The problem:
Which lines of the entries below contain the string "roof"? Copy each one.

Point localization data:
§ §

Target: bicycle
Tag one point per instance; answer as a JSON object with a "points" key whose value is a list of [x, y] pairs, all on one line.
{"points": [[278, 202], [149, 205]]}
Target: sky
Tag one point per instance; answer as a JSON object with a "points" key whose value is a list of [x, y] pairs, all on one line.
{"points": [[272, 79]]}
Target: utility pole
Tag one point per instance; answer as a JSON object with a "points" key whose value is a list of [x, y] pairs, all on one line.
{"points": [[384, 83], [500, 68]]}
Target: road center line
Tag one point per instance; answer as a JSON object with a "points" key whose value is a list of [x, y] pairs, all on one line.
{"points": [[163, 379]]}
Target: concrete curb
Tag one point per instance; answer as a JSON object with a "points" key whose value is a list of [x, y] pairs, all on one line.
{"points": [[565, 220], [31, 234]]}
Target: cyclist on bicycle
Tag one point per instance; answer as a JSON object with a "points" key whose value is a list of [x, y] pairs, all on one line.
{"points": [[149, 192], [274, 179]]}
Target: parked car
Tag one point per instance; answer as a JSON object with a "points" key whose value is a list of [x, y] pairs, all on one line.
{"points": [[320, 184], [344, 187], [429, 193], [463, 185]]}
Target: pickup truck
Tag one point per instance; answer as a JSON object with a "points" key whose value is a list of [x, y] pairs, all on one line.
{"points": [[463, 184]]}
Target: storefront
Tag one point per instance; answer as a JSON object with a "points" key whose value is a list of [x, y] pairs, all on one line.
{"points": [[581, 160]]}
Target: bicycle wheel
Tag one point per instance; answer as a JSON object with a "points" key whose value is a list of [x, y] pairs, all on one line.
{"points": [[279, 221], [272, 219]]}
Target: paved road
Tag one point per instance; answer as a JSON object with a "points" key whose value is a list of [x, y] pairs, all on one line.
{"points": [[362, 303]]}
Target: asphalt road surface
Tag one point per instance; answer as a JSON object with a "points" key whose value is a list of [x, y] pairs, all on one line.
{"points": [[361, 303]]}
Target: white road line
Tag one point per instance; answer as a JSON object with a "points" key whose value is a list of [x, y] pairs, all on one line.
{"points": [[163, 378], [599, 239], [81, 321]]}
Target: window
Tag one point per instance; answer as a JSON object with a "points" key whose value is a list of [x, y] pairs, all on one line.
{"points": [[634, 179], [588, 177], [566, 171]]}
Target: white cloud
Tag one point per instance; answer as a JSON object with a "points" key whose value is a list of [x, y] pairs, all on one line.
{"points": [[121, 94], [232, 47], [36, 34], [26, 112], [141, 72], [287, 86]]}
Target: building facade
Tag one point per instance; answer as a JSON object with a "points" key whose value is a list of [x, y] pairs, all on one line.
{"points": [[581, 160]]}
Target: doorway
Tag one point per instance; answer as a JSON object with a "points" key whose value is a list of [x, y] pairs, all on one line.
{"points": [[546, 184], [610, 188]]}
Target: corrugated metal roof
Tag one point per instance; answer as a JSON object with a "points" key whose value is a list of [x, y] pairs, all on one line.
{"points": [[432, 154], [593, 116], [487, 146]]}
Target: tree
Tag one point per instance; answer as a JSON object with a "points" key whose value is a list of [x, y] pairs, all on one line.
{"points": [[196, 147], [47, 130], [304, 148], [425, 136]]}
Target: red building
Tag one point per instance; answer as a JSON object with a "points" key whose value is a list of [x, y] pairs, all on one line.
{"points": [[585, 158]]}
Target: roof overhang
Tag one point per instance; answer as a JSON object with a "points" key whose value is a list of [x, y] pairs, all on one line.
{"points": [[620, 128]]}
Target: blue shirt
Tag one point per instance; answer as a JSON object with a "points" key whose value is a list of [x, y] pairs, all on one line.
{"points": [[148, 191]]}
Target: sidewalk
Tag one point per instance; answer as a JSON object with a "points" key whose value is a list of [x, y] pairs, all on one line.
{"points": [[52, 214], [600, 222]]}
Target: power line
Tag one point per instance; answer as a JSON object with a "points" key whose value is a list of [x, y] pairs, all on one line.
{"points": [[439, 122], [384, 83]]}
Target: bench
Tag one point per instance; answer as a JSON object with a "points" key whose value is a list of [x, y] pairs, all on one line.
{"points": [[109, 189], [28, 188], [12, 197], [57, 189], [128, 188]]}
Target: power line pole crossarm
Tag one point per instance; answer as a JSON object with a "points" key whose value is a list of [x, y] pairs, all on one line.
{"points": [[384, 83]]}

§ §

Task output:
Target: corrugated metal roof
Target: roof overhang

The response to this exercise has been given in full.